### WHAT IS NEEDED:
Please count the lines in the items below that contain the word "leaf". Give only the number.
-- START OF SOURCE DATA --
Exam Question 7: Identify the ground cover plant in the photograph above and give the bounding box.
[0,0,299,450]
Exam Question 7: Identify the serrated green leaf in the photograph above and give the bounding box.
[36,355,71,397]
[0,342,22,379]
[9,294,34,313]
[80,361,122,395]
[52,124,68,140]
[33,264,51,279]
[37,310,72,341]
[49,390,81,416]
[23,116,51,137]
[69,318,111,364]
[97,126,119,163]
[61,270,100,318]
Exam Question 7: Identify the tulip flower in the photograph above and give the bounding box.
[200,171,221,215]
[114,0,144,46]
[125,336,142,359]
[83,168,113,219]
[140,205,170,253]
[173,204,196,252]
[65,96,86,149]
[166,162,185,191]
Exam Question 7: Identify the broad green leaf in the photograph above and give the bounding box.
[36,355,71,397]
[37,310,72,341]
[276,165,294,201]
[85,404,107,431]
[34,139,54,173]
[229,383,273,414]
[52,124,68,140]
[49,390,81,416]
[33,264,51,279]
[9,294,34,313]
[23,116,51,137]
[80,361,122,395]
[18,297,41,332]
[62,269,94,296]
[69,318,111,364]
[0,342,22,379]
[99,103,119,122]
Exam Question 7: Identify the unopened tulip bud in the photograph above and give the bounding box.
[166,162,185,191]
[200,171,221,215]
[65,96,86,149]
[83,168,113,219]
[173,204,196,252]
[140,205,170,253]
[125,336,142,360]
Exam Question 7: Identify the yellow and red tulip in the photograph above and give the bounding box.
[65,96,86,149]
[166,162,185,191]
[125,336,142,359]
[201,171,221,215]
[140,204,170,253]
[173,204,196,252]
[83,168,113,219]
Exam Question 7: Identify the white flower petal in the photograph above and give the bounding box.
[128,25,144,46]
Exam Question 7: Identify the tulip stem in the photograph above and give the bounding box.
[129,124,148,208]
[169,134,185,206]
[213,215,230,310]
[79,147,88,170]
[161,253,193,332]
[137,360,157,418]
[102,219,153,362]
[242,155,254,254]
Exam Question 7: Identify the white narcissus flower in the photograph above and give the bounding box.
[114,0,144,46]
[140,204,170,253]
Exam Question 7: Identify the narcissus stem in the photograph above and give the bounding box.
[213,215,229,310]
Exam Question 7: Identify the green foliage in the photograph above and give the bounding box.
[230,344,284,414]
-- END OF SOURCE DATA --
### SOLUTION:
2